Start of Block
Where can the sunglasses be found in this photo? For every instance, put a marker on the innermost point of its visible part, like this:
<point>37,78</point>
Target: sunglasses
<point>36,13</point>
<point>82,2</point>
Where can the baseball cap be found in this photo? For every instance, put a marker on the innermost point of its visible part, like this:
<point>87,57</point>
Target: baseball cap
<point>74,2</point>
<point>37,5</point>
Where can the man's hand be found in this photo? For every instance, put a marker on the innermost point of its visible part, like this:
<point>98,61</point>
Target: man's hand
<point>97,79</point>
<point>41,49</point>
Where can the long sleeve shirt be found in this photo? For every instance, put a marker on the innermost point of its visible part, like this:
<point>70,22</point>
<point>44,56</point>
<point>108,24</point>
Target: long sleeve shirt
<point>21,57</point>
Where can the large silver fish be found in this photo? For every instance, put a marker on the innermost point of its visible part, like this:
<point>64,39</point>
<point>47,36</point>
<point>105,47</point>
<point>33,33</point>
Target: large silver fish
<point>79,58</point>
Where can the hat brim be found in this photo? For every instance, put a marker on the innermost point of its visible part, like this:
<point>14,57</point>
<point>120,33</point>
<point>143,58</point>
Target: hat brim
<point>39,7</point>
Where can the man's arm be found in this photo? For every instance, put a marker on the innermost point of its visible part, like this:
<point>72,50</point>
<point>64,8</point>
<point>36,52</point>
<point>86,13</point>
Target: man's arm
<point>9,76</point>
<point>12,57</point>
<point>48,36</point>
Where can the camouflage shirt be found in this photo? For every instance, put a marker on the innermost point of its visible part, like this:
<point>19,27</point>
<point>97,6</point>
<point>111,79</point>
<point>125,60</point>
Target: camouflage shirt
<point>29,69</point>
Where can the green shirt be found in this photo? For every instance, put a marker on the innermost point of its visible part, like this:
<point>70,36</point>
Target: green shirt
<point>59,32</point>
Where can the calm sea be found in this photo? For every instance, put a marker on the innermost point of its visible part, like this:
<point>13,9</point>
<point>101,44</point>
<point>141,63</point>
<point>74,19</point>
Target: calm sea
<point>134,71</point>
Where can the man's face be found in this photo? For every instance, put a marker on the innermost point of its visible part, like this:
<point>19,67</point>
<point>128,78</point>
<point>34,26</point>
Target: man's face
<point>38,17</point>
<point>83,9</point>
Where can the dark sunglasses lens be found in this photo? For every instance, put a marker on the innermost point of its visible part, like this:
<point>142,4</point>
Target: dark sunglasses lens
End of Block
» **Instructions for the task**:
Go to the line holding "<point>125,60</point>" in the entries above and return it, along with every line after it, exactly as written.

» **Response area**:
<point>125,60</point>
Target: camouflage shirt
<point>29,69</point>
Where can the green shirt be found in this photo? For every instance, put a marker on the innermost point of its visible part, like this:
<point>70,36</point>
Target: green shirt
<point>59,32</point>
Where can the calm sea be found in this photo? For every instance, put a marker on the innermost point of its visible part, like this:
<point>13,9</point>
<point>101,44</point>
<point>141,63</point>
<point>74,19</point>
Target: calm sea
<point>134,71</point>
Where can the man's face be found in this photo? For every instance, put a marker on the innermost point of its visible part, like this:
<point>19,67</point>
<point>128,78</point>
<point>34,26</point>
Target: man's face
<point>38,17</point>
<point>83,9</point>
Where can the dark sunglasses lens be found in this photo? For every instance, put a marker on the innermost point of its visible part, like this:
<point>142,4</point>
Target: dark sunglasses lens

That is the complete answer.